◆ Set of tasks
A. In the Australian wine text below, leaving out the quoted tweet, list every forecast the writer makes about what will happen.
B. Extend the Australian wine text below, picking up right after its final sentence.

Philip White spoke for many today with this tweet: “It’s hard to express the developing smell of fear and panic around the wine industry. This flood of ex-China wine will do great damage to steady honest makers of really good wine who’ve never exported to China. Your favourite most steady honest wineries really deserve support now.”

Naked Wines got some nice press with a “$5 million rescue fund”. My bullshit radar went off like a Christmas bonbon with a little green plastic car made in China inside. But a winemaker we spoke to, assures me the intentions are good.

The bell tolls for those reckless wine businesses that popped up like couch grass with the sole purpose of taking advantage of China’s newfound voracious appetite for wine – many owned by Chinese nationals. But not all. Taking silly risks like that is out of character for the Australian wine community.

Dedicated bottling lines will be mothballed. One Chinese-owned winery in South Australia is said to have dumped its entire production on the bulk market. Expect deep discounting, especially among online retailers.

When the dust settles we will be left with genuine businesses who are in it for the right reasons – and fewer businesses built on fried ice cream. As for Chinese ownership of Australian wine assets, with interest rates so low and banks watching valuations, some of them will fall back into Australian hands.

◆ Dataset extract
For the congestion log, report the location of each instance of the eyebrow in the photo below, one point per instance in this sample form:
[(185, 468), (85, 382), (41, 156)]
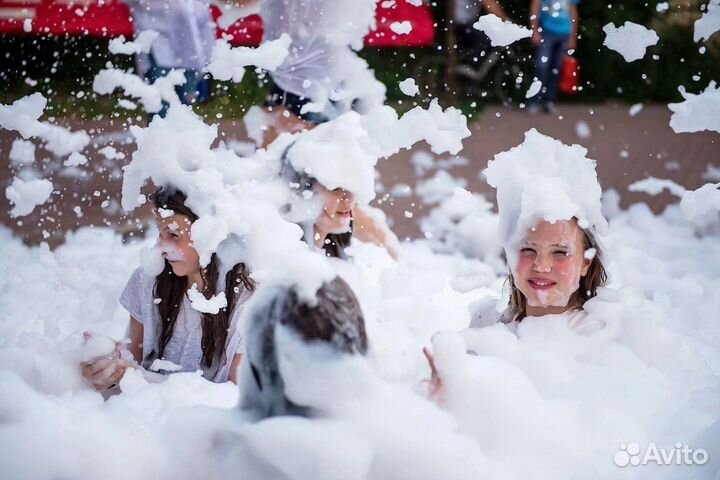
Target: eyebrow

◆ Final answers
A.
- Dedicated bottling lines will be mothballed.
- There will be deep discounting, especially among online retailers.
- When the dust settles, genuine businesses that are in it for the right reasons will be left, and there will be fewer businesses built on fried ice cream.
- Some Chinese-owned Australian wine assets will fall back into Australian hands.

B.
Easy in hindsight, but a chunk of the $50 million was spent on China. Why? Wouldn’t China have happened anyway without it? The FTA opened the flood gates. China was unstoppable, we should have let it take its natural course and spent the money on nurturing the other eggs.

Savvy Australian wineries sensed trouble in recent years and went cold on China.

There were signs last year Beijing was unhinged. Coming down heavy on the pro-democracy kids in Honkers was a sign.

Some Chinese importers have been left holding the baby – lumped with wine they’ve paid for, unwilling, or unable, to pay the tariff. I hope the negotiations over who pays what are sensitive to the relationships we have spent years building. As someone said, “I don’t want to be stopped by the Military at an airport in China one day in the future and taken off to a back room and quizzed about owing money to a wine importer.”

The Australian wine industry has employed a lot of Chinese people here and in China; many of them have lost their jobs. China is hurting its own; it’s sad.

To Australia’s credit, I’m hearing no China-bashing nor hate speech.

Yesterday was crazy. NSW Wine hit back at Premier Gladys Berejiklian’s claim the China trade war won’t hurt her state. We published an article Paul Henry wrote in 2019 called “China: Is There a Plan B?”. No.

A Facebook page appeared urging people to avoid buying wines from Chinese-owned Australian wineries on a black list. That black list of 41 had to have come from within the wine industry. Ordinary. We have seen the list and chosen not to publish it.

Then China hit us with a new temporary tariff of six percent. Merry Christmas! Like shooting us dead and then a fortnight later giving us a cripple nipple.

Winemakers are telling us they want to do the right thing by growers. We’ve matured enough as an industry for that to happen.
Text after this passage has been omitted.